Excerpted passage |
# List of places to ride on website.



## Polaris425 (Dec 16, 2004)

There's an abundant list of places to ride on the website. http://www.MudInMyBlood.com/places.html I try to only list places that have websites, since what good does it to to know the name of a place to ride but not be able to get any info.... I have my own list as you will see, most are mud parks, but if you click the banner at the top of the page it will take to you a website where you can search several of the south-east states for trail listings. The majority of that guys parks listings are trail oriented.

again, http://www.MudInMyBlood.com/places.html


----------



## phreebsd (Dec 16, 2004)

Gonna post a few little known spots...
Places like Mulberry Creek and Pine creek.
GPS coordinates will be provided.


----------



## phreebsd (Dec 16, 2004)

Redland Road - creek here to ride. lots of sandy areas
located in Wetumpka, AL on redland road. 

Directions - Take 231 to Redland Road stay on redland road about 8 miles. You will see parking near bridge on right. 

GPS Coordinates - 32°30'36.62"N, 86° 4'33.92"W


----------



## jackman (Dec 24, 2008)

yall ever been to nyota up at the hayden/corner exit I think some guys and gals are gonna try to ride there Jan. 4


----------



## phreebsd (Dec 16, 2004)

i haven't. I've seen the vids on youtube. looks good to me


----------



## Polaris425 (Dec 16, 2004)

yeah I've seen videos. Where exactly is it? How far is it from you? And whats the scoop on these places I heard about, the strip pit, and the new county park, around cullman/jasper


----------



## phreebsd (Dec 16, 2004)

from what i have read it is in/near Hayden, AL


----------



## cigaro (Dec 18, 2008)

We tried out Rocks Bottom in Forest Ms today. This place is top notch, as far as riding places in MS goes. Acres and acres of mud and endless fast wide open trails . Lot's of challenging hills . It's a little pricey at $20 a bike but you could fit CCC at T-Lanes in this place and still have some left over. It's still in the building stage ( camper hook-ups, showers are under construction) Being that T-lanes went up to $15 (and hasn't done any improvements) and Copiah is closed for now RB will have to be the placed for a while.... They have some nice pits and one huge figure 8 type pit . They have plans for a "competition only" pit with grand stands.

Listed entries |
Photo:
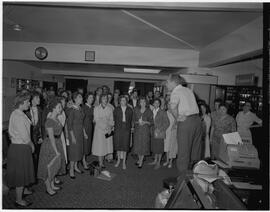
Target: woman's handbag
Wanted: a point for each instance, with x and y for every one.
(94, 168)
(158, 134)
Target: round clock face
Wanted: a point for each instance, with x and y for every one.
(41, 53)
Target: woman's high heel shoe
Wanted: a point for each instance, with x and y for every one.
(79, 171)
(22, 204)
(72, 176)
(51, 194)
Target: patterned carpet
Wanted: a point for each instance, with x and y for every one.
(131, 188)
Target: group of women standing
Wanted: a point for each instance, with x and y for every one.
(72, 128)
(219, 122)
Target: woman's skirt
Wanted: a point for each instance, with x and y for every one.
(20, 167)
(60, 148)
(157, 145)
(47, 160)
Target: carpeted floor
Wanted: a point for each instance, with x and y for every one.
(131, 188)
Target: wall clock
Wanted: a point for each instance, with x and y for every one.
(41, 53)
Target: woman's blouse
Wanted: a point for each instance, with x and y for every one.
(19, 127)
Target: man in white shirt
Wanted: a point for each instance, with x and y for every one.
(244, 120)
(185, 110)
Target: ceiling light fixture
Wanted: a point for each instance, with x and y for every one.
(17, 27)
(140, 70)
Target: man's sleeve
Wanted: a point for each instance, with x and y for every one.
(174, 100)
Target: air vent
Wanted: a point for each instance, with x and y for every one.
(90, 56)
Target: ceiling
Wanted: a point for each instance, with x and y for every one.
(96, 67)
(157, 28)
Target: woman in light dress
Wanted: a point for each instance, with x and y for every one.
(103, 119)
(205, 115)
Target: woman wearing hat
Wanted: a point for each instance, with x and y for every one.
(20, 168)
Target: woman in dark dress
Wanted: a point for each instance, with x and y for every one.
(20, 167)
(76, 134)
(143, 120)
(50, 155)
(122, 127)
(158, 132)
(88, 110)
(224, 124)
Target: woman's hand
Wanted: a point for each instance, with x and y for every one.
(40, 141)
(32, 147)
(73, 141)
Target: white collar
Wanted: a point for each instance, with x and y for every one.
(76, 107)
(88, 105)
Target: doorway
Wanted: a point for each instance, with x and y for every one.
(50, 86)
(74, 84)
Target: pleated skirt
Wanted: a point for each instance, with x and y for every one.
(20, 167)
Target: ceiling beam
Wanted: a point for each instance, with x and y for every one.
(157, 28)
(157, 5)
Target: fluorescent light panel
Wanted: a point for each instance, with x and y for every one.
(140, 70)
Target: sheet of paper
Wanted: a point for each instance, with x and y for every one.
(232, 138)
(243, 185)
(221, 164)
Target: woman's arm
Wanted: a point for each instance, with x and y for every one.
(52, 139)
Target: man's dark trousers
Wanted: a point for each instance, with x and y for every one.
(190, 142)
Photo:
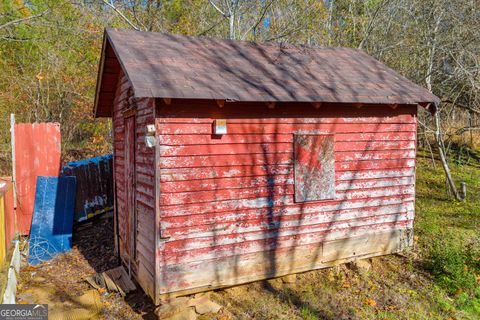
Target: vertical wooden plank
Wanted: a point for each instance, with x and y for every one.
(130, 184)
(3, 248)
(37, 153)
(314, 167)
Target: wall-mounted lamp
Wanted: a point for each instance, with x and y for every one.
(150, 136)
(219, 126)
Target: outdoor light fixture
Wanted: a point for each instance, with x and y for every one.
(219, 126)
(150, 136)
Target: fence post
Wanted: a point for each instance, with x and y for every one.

Objective 1 | In the forum thread, how much does Rocks Bottom charge per bike?
Objective 2 | Write out the passage of the forum thread from "Directions - Take" to "(Dec 24, 2008)".

Full answer 1 | $20 a bike.

Full answer 2 |
Directions - Take 231 to Redland Road stay on redland road about 8 miles. You will see parking near bridge on right. 

GPS Coordinates - 32°30'36.62"N, 86° 4'33.92"W


----------



## jackman (Dec 24, 2008)